AIM OF THE EXERCISE:
Type out all the records word for word. Any pictures are to be left out.

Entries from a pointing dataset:
......

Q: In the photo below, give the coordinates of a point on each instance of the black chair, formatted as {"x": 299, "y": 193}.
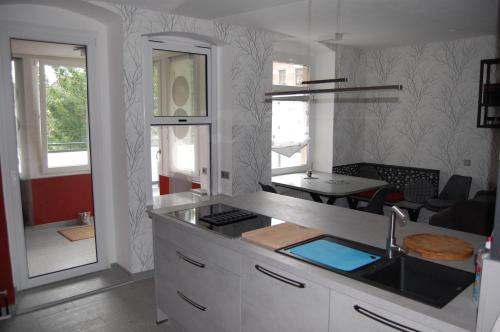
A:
{"x": 376, "y": 203}
{"x": 368, "y": 171}
{"x": 456, "y": 189}
{"x": 474, "y": 216}
{"x": 268, "y": 188}
{"x": 418, "y": 191}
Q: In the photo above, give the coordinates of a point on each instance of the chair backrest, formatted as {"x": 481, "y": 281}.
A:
{"x": 418, "y": 191}
{"x": 368, "y": 171}
{"x": 376, "y": 204}
{"x": 457, "y": 188}
{"x": 268, "y": 188}
{"x": 473, "y": 216}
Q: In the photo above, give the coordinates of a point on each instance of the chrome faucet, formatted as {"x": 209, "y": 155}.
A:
{"x": 391, "y": 245}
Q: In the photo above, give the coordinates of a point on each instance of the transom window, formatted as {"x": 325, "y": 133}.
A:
{"x": 290, "y": 120}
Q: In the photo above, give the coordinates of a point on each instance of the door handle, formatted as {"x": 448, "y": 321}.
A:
{"x": 191, "y": 302}
{"x": 279, "y": 277}
{"x": 190, "y": 260}
{"x": 381, "y": 319}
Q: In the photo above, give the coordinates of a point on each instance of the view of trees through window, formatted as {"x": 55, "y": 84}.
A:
{"x": 66, "y": 107}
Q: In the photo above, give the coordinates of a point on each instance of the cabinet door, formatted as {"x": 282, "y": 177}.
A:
{"x": 274, "y": 300}
{"x": 349, "y": 314}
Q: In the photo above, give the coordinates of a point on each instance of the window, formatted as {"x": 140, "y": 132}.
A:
{"x": 63, "y": 114}
{"x": 299, "y": 76}
{"x": 179, "y": 84}
{"x": 282, "y": 76}
{"x": 178, "y": 118}
{"x": 290, "y": 121}
{"x": 51, "y": 108}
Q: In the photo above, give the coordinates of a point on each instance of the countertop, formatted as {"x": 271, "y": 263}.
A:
{"x": 341, "y": 222}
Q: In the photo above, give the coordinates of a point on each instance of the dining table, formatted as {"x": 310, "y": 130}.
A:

......

TASK ANSWER:
Q: In the photo below, give the coordinates of a point on each instance of the black chair, formatted as {"x": 299, "y": 193}.
A:
{"x": 376, "y": 203}
{"x": 368, "y": 171}
{"x": 456, "y": 189}
{"x": 474, "y": 216}
{"x": 268, "y": 188}
{"x": 418, "y": 191}
Q: In the photo above, give the coordinates of a point on each instance of the chair backrest, formatted as {"x": 481, "y": 281}.
A:
{"x": 418, "y": 191}
{"x": 368, "y": 171}
{"x": 376, "y": 204}
{"x": 457, "y": 188}
{"x": 268, "y": 188}
{"x": 473, "y": 216}
Q: In the photo above, give the coordinates of a point on each instance of the chrome faucet, formatted as {"x": 209, "y": 155}.
A:
{"x": 391, "y": 245}
Q: In the photo above, give the coordinates of a point on each instance of the transom window, formatted as {"x": 325, "y": 133}.
A:
{"x": 290, "y": 120}
Q: In the photo above, give the coordinates of a point on each instance of the door handle, formatted as {"x": 448, "y": 321}.
A:
{"x": 191, "y": 302}
{"x": 279, "y": 277}
{"x": 190, "y": 260}
{"x": 381, "y": 319}
Q: In the photo above, give the coordinates of a point on each instance of the view of trees through window, formatted as {"x": 55, "y": 84}.
A:
{"x": 66, "y": 107}
Q: In the photo above, give the coordinates of a point on each instance of the cabinet door, formatted as {"x": 282, "y": 177}.
A:
{"x": 274, "y": 300}
{"x": 349, "y": 314}
Q: In the photo above, give the coordinates of a point on each instance of the window, formatted as {"x": 140, "y": 132}.
A:
{"x": 63, "y": 114}
{"x": 299, "y": 76}
{"x": 179, "y": 84}
{"x": 282, "y": 76}
{"x": 178, "y": 118}
{"x": 290, "y": 121}
{"x": 51, "y": 108}
Q: In the photo above, give the coordinates of a point on each instance of the countertop, formatted as {"x": 271, "y": 263}.
A:
{"x": 341, "y": 222}
Q: In the photo above, give the coordinates of a point on each instance of the dining table, formatted as {"x": 310, "y": 130}.
A:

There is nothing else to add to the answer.